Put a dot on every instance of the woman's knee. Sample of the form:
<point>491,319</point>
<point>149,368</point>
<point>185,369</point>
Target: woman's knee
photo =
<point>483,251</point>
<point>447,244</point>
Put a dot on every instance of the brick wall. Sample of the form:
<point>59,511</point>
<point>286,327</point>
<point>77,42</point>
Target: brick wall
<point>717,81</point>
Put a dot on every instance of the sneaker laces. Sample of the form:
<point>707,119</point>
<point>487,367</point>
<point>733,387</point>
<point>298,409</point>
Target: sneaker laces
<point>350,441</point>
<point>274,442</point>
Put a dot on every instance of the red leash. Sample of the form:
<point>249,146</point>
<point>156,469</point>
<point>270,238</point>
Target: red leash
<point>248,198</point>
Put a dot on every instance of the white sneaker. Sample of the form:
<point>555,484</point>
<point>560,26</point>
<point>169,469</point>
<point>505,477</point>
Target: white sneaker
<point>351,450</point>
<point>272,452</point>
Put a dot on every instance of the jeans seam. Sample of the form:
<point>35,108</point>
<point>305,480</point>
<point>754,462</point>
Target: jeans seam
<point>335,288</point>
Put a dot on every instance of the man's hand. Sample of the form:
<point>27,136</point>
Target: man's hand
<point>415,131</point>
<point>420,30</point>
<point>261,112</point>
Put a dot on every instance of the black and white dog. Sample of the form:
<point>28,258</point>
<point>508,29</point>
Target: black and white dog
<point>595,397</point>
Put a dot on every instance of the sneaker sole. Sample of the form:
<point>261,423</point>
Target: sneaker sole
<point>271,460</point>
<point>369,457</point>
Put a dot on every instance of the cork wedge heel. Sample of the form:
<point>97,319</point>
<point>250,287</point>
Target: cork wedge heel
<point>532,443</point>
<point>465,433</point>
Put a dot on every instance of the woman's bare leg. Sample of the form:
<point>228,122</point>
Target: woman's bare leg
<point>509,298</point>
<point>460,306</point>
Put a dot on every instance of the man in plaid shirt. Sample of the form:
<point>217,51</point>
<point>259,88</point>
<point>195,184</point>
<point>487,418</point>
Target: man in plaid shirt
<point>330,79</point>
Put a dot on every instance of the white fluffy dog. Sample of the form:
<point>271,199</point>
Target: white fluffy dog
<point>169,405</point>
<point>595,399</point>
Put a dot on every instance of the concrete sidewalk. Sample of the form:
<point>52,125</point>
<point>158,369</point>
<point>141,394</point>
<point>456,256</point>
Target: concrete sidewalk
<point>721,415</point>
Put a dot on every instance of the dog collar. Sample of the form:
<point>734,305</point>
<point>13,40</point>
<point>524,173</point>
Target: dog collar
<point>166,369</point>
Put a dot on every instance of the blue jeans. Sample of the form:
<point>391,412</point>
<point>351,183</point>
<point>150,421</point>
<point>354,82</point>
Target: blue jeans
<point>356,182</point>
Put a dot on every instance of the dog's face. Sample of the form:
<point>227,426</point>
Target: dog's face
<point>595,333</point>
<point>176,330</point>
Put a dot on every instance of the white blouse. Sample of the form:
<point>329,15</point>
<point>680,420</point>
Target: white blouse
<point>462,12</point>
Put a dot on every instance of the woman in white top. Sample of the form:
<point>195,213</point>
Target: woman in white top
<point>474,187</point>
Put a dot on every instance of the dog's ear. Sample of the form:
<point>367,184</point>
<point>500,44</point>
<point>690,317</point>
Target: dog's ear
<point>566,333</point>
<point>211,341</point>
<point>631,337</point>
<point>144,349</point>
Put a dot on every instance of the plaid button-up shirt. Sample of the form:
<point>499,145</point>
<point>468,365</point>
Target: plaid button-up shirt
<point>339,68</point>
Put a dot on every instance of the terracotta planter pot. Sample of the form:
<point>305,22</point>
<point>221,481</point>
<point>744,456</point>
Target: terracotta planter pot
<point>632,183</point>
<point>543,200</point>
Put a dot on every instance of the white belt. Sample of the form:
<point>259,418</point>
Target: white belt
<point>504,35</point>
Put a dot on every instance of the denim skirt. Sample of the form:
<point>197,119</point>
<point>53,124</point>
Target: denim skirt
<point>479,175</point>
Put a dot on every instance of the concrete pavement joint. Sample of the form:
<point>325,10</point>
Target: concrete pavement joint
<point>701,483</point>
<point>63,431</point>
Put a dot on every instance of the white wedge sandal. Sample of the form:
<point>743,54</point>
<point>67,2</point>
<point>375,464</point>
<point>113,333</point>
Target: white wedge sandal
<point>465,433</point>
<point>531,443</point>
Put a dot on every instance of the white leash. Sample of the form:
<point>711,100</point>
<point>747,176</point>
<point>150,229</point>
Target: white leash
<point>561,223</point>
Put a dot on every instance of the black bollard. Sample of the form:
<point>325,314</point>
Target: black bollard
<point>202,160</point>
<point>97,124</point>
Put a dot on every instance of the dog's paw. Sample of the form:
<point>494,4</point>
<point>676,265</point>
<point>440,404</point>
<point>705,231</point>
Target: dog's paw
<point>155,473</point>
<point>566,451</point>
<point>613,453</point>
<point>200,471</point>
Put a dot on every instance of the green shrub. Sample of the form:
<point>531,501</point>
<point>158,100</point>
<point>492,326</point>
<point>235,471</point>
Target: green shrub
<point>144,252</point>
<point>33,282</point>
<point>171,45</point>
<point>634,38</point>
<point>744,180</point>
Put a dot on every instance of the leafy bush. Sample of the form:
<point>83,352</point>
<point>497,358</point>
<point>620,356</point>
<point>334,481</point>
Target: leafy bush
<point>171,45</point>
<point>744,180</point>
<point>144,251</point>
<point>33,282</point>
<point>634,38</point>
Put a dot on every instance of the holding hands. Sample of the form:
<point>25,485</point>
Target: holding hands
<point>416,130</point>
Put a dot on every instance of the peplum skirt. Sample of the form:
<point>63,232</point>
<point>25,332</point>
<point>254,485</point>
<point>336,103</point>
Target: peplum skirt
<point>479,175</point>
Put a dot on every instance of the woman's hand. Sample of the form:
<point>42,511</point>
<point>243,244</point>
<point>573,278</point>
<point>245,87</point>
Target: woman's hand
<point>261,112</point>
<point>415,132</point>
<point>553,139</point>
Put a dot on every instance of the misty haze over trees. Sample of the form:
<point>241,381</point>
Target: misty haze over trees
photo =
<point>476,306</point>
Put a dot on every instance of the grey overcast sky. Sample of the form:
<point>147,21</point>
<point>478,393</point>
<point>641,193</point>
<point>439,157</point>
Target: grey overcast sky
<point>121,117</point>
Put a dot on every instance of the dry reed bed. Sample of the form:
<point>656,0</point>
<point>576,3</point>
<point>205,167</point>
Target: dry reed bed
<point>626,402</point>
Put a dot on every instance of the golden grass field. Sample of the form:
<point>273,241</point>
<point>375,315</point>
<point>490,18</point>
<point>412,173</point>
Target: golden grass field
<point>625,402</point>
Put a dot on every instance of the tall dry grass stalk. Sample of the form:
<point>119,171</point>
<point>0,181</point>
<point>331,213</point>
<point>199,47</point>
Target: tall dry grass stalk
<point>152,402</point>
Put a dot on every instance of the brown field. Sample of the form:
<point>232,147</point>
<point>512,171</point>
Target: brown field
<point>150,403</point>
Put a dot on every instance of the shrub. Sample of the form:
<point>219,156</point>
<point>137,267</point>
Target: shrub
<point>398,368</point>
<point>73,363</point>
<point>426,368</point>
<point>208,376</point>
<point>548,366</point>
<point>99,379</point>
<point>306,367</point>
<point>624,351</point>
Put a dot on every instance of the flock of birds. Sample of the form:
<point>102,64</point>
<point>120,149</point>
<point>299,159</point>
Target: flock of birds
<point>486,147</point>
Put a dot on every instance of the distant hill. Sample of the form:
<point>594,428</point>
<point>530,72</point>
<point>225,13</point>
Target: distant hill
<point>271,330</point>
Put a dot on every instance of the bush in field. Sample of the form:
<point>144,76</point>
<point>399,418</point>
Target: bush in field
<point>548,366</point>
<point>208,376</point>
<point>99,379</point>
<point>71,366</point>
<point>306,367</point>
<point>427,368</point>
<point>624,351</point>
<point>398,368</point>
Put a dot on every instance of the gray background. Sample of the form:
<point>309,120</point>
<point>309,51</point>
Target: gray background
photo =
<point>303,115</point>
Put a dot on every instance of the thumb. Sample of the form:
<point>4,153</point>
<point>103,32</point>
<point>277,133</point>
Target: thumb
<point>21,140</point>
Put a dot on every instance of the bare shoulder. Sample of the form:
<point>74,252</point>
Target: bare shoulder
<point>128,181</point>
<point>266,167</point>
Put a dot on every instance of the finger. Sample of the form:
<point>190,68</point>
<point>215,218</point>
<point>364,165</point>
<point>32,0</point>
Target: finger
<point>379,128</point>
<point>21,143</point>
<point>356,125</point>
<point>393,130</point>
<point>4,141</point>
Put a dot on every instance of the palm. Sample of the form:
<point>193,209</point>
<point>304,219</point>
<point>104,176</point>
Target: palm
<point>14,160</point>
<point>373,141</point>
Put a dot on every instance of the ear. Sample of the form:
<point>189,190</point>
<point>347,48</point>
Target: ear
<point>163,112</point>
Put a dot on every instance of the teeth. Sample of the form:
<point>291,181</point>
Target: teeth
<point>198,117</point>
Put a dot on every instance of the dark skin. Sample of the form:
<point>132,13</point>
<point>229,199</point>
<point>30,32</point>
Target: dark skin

—————

Task requirements: Copy the data verbatim, from the line containing "Put a dot on every instance of the dog's face." through the line containing "<point>97,124</point>", including both of those lines.

Reply:
Put a dot on every instance of the dog's face. Sample of the form:
<point>227,426</point>
Target: dog's face
<point>595,333</point>
<point>176,330</point>
Put a dot on every instance of the white blouse. Sample of the form:
<point>329,15</point>
<point>680,420</point>
Target: white blouse
<point>462,12</point>
Put a dot on every instance of the woman in white top. Sample of the form:
<point>195,213</point>
Target: woman in white top
<point>474,187</point>
Put a dot on every instance of the dog's ear. Sample of the form:
<point>367,184</point>
<point>500,44</point>
<point>690,317</point>
Target: dog's ear
<point>566,333</point>
<point>211,341</point>
<point>631,337</point>
<point>144,349</point>
Put a dot on every instance of the plaid button-up shirt. Sample of the form:
<point>499,145</point>
<point>468,365</point>
Target: plaid button-up shirt
<point>339,68</point>
Put a dot on every instance of the terracotta planter pot. Sample of the form:
<point>305,22</point>
<point>221,481</point>
<point>744,456</point>
Target: terracotta planter pot
<point>632,183</point>
<point>543,200</point>
Put a dot on every instance of the white belt. Sample of the form:
<point>259,418</point>
Target: white belt
<point>504,35</point>
Put a dot on every instance of the denim skirt. Sample of the form:
<point>197,119</point>
<point>53,124</point>
Target: denim skirt
<point>479,175</point>
Put a dot on every instance of the concrete pavement joint. Sample of the form:
<point>325,10</point>
Target: concrete pavement joint
<point>701,483</point>
<point>63,431</point>
Put a dot on every instance of the white wedge sandal. Sample of the form:
<point>743,54</point>
<point>67,2</point>
<point>375,464</point>
<point>113,333</point>
Target: white wedge sandal
<point>465,433</point>
<point>531,443</point>
Put a dot on every instance of the white leash. Sample of the form:
<point>711,100</point>
<point>747,176</point>
<point>150,229</point>
Target: white leash
<point>561,223</point>
Put a dot on every instance of the black bollard. Sample of the form:
<point>325,314</point>
Target: black bollard
<point>202,160</point>
<point>97,124</point>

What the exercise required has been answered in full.